WORK INSTRUCTIONS: Reproduce the data below word for word, but leave the pictures out of your copy.

#####

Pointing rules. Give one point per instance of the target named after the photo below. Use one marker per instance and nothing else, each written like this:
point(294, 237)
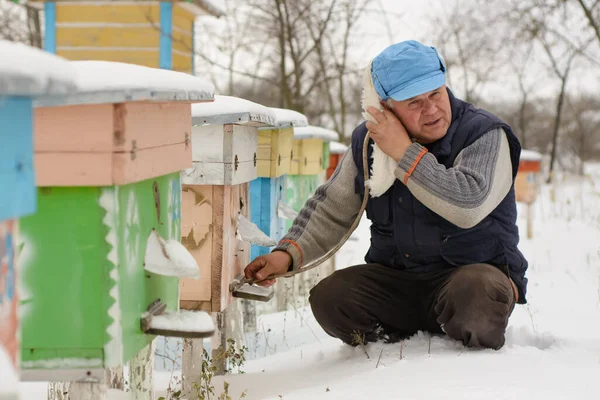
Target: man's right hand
point(275, 263)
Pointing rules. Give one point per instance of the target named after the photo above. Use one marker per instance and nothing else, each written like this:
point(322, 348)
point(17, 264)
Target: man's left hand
point(388, 133)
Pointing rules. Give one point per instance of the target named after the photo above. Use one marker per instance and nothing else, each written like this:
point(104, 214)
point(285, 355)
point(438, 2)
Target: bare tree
point(592, 15)
point(582, 127)
point(472, 43)
point(20, 23)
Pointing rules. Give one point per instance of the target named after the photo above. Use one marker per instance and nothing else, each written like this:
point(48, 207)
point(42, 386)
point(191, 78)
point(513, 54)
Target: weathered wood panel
point(9, 299)
point(228, 255)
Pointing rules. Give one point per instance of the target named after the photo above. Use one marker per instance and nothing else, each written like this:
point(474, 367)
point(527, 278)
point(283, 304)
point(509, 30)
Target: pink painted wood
point(9, 323)
point(110, 144)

#####

THE REPLY:
Pointing rules. Give one point per instance of the target named after the photo below. Use one marker per instance and nothing else, each written like this:
point(294, 237)
Target: man's right hand
point(275, 263)
Pointing rules. Give one point per instance of the target named after the photo above. Use one marker per instance and nothing else, each written like this:
point(322, 348)
point(17, 264)
Target: man's left hand
point(388, 133)
Pointing rules. Give one point per instance of the target named after the photo above. Use one marker per instance and nothing else, each written like this:
point(104, 214)
point(285, 355)
point(438, 2)
Target: bare tree
point(592, 15)
point(582, 127)
point(472, 43)
point(20, 23)
Pointing rules. Give one point per instance of the target named after the photo above. Use one marker per instance and nothing else, each written like this:
point(48, 207)
point(42, 386)
point(191, 78)
point(513, 54)
Target: weathered wood panel
point(9, 299)
point(228, 255)
Pointing rules. Give one point per instance of the target named after the photo above. Use one marker per instance and nothing else, each written like this:
point(474, 367)
point(527, 278)
point(283, 304)
point(509, 30)
Target: pink painted wood
point(9, 323)
point(110, 144)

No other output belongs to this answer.